§ Extract provided:
┄┄┄┄┄┄┄┄┄┄┄┄┄┄┄┄┄┄┄┄
2.9. Comparison of OCT with Other Imaging Modalities

As described above the various imaging modalities used for intravascular imaging have been pivotal in reducing the mortality associated with coronary artery disease over the last 50 years. However several areas have been identified where detection of atherosclerosis could benefit more from high-resolution imaging. Many investigators believe micron scale intravascular imaging facilitated by OCT plays a potential role in the development of clinical cardiology. The major benefits of OCT include:
Resolution: 4 to 20 pm, which is higher than anyexisting imaging modality[10].
Acquisition rates: OCT offers a high-speed acquisition imaging modality, with acquisition rates near video rates.
Inexpensive and small system components: Unlike ultrasonography, OCT catheters consist of simple fiber optics and contain no transducers within their frame, which makes them small and inexpensive. The current smallest cross-sectional diameter being 0.014 inches (355μm).
Figure 3. Significant stenosis in the left anterior descending artery visualized by different imaging techniques: (a). Coronary angiogram revealing (arrow). (b). Intravascular ultrasound with three-dimensional reconstruction showing severe calcification (upper quadrant of transverse image; brackets in longitudinal image). (c). Three dimensional cardiac imaging using multislice computed tomography and (d). Maximum intensity projection of three-dimensional cardiac multislice computed tomography showing severe calcification (arrow).
Portability: OCT systems are small and compact.
Ability to be combined with a range of optical spectroscopic techniques.
Ability to be integrated into catheters and endoscopes[10].

3. Conclusions

Assessment of atherosclerosis by imaging techniques is essential for in-vivo identification of vulnerable plaques. The ideal technique would provide morphological, mechanical and biochemical information, however, despite several imaging techniques are currently under development, none of them provides alone such all-embracing assessment.
IVUS is easy to perform and assess morphology and mechanical in stability, Elastography detects high strain regions in vulnerable plaques, which correlate with an infiltration of macrophages in caps and a decreased number of smooth muscle cells and Spectroscopy obtains information on chemical components.
MRI provides good contrast between the vessel wall and adjacent lumen by using flow sensitive pulse sequences, OCT has the advantage of high resolution, Thermography has the potential to measure metabolism and MSCT and clinical events and its predictive value to define the site of plaque rupture remain to be determined. Nevertheless all techniques are still under investigation and at present, none of them can completely identify a vulnerable plaque and, most importantly, predict its further development. This is related to fundamental methodological insufficiencies that may be resolved in the future. From a clinical point of view, most techniques currently assess only one feature of the vulnerable plaque. Thus the combination of several modalities will be of importance in the future to ensure a high sensitivity and specificity in detecting vulnerable plaques.
┄┄┄┄┄┄┄┄┄┄┄┄┄┄┄┄┄┄┄┄
§ Entries shown:
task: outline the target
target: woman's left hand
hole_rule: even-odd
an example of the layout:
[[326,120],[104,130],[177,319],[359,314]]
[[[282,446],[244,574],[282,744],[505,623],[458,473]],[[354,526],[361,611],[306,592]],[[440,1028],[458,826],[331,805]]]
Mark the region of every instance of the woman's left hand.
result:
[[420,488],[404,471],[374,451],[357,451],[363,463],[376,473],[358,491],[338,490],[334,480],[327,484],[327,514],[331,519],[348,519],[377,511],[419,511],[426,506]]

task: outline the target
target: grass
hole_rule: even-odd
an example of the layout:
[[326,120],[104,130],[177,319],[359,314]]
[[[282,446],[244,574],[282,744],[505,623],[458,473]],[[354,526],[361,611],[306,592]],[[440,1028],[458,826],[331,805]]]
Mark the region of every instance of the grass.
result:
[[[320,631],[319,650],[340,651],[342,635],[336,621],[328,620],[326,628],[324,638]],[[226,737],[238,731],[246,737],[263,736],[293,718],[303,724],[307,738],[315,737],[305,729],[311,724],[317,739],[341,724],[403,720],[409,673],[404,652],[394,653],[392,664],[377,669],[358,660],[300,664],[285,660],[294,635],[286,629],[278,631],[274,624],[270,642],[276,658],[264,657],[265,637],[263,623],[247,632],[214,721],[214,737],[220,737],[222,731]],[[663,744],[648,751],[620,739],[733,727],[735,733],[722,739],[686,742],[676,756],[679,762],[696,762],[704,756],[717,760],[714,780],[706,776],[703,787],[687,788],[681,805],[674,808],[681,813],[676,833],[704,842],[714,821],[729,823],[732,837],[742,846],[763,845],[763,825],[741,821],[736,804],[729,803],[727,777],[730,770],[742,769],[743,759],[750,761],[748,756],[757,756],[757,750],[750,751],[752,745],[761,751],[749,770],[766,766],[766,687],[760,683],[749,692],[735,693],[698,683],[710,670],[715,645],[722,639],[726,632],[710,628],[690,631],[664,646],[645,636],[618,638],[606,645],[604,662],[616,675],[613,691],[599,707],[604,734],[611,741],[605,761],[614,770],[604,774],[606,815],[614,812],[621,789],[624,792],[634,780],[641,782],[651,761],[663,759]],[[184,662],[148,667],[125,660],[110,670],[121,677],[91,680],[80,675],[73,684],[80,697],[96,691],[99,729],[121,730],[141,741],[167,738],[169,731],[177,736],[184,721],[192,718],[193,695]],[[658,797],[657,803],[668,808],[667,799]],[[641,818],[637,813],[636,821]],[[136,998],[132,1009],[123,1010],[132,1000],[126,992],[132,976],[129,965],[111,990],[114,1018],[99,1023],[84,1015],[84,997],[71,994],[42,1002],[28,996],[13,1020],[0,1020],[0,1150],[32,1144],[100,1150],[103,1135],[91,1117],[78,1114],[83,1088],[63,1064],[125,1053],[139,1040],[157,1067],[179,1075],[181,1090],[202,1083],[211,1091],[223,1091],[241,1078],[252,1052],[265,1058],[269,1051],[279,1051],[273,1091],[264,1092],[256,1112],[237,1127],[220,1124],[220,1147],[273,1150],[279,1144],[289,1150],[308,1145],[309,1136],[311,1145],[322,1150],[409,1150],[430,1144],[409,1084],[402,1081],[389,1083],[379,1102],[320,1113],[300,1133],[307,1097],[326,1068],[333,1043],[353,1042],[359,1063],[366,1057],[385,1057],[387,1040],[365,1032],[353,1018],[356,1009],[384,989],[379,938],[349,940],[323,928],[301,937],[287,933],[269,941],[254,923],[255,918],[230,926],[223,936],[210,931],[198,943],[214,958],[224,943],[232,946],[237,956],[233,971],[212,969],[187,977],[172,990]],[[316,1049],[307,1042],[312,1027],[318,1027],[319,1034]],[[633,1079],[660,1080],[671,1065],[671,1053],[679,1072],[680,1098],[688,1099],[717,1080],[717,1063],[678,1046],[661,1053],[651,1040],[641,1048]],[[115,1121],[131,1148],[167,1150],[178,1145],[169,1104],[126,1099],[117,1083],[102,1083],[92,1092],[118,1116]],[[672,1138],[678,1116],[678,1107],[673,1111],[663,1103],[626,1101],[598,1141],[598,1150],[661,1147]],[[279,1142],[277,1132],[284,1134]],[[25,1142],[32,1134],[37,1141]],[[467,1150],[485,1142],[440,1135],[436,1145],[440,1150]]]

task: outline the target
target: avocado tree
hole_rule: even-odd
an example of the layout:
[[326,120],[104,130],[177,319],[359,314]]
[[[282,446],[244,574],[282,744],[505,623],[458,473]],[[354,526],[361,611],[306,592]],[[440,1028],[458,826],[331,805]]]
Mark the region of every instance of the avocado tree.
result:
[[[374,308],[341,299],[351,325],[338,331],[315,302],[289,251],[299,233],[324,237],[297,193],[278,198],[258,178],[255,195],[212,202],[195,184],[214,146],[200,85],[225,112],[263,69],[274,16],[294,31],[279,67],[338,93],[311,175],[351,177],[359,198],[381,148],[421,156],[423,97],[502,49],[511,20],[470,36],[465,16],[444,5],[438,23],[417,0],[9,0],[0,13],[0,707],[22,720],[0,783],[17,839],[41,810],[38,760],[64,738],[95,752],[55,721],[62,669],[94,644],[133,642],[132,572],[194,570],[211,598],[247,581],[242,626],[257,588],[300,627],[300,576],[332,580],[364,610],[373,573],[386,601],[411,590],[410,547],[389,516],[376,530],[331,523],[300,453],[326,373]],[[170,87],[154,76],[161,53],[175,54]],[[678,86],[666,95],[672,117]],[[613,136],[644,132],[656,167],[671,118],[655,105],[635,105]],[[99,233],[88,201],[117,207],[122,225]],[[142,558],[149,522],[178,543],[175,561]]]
┄┄┄┄┄┄┄┄┄┄┄┄┄┄┄┄┄┄┄┄
§ Questions:
1. Summarize the excerpt on OCT and plaque imaging in two sentences.
2. According to the excerpt on OCT and plaque imaging, what is the current smallest cross-sectional diameter of an OCT catheter?
3. Retype the part of the excerpt on OCT and plaque imaging that begins at the words "Portability: OCT systems" and stops after "catheters and endoscopes[10].".

§ Results of the exercise:
1. OCT offers higher resolution than any existing imaging modality, near-video acquisition rates, small and inexpensive catheters, and compact systems, and it can be combined with optical spectroscopic techniques and integrated into catheters and endoscopes. Each imaging technique for atherosclerosis has its own strengths, but none alone can completely identify a vulnerable plaque or predict its development, so combining several modalities will be important in the future.

2. 0.014 inches (355μm).

3.
Portability: OCT systems are small and compact.
Ability to be combined with a range of optical spectroscopic techniques.
Ability to be integrated into catheters and endoscopes[10].